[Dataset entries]
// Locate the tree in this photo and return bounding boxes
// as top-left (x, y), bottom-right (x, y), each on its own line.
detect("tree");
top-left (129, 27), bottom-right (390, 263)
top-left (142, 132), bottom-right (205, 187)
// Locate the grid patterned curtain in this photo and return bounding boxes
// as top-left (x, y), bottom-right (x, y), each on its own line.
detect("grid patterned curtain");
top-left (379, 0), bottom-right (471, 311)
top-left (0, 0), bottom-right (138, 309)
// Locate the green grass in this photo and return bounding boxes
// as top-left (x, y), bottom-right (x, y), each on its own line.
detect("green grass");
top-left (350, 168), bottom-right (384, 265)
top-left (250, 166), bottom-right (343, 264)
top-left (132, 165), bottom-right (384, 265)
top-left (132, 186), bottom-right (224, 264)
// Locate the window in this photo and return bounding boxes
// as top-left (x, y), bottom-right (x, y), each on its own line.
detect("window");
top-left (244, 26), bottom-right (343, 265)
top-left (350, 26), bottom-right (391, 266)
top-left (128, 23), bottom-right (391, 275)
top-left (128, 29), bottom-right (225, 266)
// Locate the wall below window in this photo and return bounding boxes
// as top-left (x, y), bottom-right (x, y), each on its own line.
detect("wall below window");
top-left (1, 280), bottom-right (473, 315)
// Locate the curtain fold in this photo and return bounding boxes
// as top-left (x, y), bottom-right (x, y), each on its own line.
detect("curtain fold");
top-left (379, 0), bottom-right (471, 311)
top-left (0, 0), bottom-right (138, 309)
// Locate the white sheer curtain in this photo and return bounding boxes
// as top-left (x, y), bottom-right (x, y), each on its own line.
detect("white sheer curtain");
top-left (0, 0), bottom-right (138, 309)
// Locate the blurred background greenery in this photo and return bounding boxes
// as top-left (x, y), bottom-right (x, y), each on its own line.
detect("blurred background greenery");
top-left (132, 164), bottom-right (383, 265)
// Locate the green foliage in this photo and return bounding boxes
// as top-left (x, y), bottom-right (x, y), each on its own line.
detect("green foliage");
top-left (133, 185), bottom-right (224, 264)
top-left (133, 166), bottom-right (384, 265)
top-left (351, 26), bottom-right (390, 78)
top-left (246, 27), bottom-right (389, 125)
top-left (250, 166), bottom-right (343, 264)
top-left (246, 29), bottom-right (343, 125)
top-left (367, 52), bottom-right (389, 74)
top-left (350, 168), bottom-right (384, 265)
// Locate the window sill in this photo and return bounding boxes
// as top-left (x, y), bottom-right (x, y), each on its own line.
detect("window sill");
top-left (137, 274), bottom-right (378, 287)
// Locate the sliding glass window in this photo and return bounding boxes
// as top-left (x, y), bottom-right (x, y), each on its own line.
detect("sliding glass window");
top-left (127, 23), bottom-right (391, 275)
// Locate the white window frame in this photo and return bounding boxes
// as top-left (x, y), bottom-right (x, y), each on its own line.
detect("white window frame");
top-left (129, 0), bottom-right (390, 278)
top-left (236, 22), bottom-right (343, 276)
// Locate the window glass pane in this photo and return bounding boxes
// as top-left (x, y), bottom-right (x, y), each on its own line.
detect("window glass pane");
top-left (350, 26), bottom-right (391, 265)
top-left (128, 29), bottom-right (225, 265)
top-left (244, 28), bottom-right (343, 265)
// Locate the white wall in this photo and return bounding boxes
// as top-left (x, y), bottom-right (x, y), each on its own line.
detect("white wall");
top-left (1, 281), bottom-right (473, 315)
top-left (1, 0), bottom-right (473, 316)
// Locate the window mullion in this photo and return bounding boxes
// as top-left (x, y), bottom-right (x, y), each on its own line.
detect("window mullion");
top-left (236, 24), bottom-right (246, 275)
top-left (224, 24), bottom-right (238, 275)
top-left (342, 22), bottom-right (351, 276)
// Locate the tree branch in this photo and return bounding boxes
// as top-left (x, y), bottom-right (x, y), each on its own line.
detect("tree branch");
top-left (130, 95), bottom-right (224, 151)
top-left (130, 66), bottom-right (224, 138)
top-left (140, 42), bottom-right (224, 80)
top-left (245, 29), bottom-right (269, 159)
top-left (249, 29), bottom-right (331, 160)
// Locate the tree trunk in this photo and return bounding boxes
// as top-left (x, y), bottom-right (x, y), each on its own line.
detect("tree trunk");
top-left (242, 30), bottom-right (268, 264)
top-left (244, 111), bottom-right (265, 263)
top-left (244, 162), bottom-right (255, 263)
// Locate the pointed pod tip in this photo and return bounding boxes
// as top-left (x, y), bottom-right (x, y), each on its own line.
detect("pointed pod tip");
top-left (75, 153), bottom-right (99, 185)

[Your task] Every entry above should be transcribed exactly and in full.

[Expected answer]
// Locate the tree in this photo and return bounding boxes
// as top-left (x, y), bottom-right (x, y), each on its own line.
detect("tree");
top-left (129, 27), bottom-right (390, 263)
top-left (142, 132), bottom-right (205, 187)
// Locate the grid patterned curtain in this photo and return bounding boxes
// as top-left (x, y), bottom-right (x, y), each on its own line.
detect("grid patterned curtain");
top-left (379, 0), bottom-right (471, 311)
top-left (0, 0), bottom-right (138, 309)
// Locate the green grass in this photo and return bounding boxes
// as top-left (x, y), bottom-right (x, y), each on its own line.
detect("green grass");
top-left (350, 168), bottom-right (384, 265)
top-left (250, 166), bottom-right (343, 264)
top-left (132, 165), bottom-right (384, 265)
top-left (132, 186), bottom-right (224, 264)
// Locate the window in this photo and return bounding boxes
// as top-left (x, y), bottom-right (x, y), each on its own line.
detect("window");
top-left (244, 26), bottom-right (343, 265)
top-left (350, 26), bottom-right (391, 266)
top-left (128, 23), bottom-right (391, 275)
top-left (128, 29), bottom-right (225, 266)
// Locate the wall below window in this photo and return bounding boxes
// as top-left (x, y), bottom-right (x, y), each on its own line.
detect("wall below window");
top-left (1, 280), bottom-right (473, 315)
// Locate the curtain fold in this photo and return bounding boxes
// as top-left (x, y), bottom-right (x, y), each on its own line.
detect("curtain fold");
top-left (379, 0), bottom-right (471, 311)
top-left (0, 0), bottom-right (138, 309)
// Locate the white sheer curtain in this photo and return bounding boxes
// as top-left (x, y), bottom-right (x, y), each on its own line.
detect("white sheer curtain");
top-left (0, 0), bottom-right (138, 309)
// Locate the blurred background greenery in this photo and return bounding boxes
// as top-left (x, y), bottom-right (x, y), each on its own line.
detect("blurred background greenery");
top-left (132, 164), bottom-right (383, 265)
// Locate the green foliage in this photo and return bounding boxes
// as top-left (x, y), bottom-right (x, y), each on its own line.
detect("green foliage");
top-left (133, 185), bottom-right (224, 264)
top-left (133, 166), bottom-right (384, 265)
top-left (351, 26), bottom-right (390, 78)
top-left (246, 27), bottom-right (389, 125)
top-left (250, 166), bottom-right (343, 264)
top-left (246, 29), bottom-right (343, 125)
top-left (367, 52), bottom-right (389, 74)
top-left (350, 168), bottom-right (384, 265)
// Locate the window sill in this photo and return bounding boxes
// as top-left (x, y), bottom-right (x, y), each on its own line.
detect("window sill");
top-left (137, 274), bottom-right (378, 287)
// Locate the sliding glass window in this photo and return bounding boxes
// as top-left (x, y), bottom-right (x, y), each on its own line.
detect("sliding glass window");
top-left (127, 23), bottom-right (391, 275)
// Locate the white window frame in this photo and return bounding boxes
// as top-left (x, y), bottom-right (x, y), each on its own line.
detect("white window frame");
top-left (129, 0), bottom-right (390, 278)
top-left (236, 22), bottom-right (343, 276)
// Locate the window glass pane in this photo and return bounding boxes
// as top-left (x, y), bottom-right (x, y), each on its own line.
detect("window glass pane");
top-left (350, 26), bottom-right (391, 265)
top-left (128, 29), bottom-right (225, 265)
top-left (244, 28), bottom-right (343, 265)
// Locate the white wall in this photo and return bounding boxes
// as top-left (x, y), bottom-right (x, y), each on its own line.
detect("white wall");
top-left (1, 281), bottom-right (473, 315)
top-left (1, 0), bottom-right (473, 316)
// Locate the window mullion in this photo and return bounding boxes
// as top-left (x, y), bottom-right (x, y), each on its own line.
detect("window mullion");
top-left (236, 24), bottom-right (246, 275)
top-left (224, 24), bottom-right (238, 275)
top-left (342, 22), bottom-right (351, 276)
// Locate the tree branch in this photo and return bounding boxes
// as top-left (x, y), bottom-right (x, y), each on its own line.
detect("tree branch");
top-left (130, 95), bottom-right (224, 151)
top-left (130, 66), bottom-right (224, 138)
top-left (140, 42), bottom-right (224, 80)
top-left (245, 29), bottom-right (269, 159)
top-left (249, 29), bottom-right (331, 160)
// Locate the tree trunk in this photo and return bounding boxes
// as top-left (x, y), bottom-right (x, y), each on its own line.
detect("tree trunk");
top-left (242, 30), bottom-right (268, 264)
top-left (244, 111), bottom-right (265, 263)
top-left (244, 162), bottom-right (255, 263)
// Locate the pointed pod tip in this photo and return bounding boxes
// as top-left (x, y), bottom-right (x, y), each on its own line.
detect("pointed pod tip");
top-left (75, 153), bottom-right (99, 185)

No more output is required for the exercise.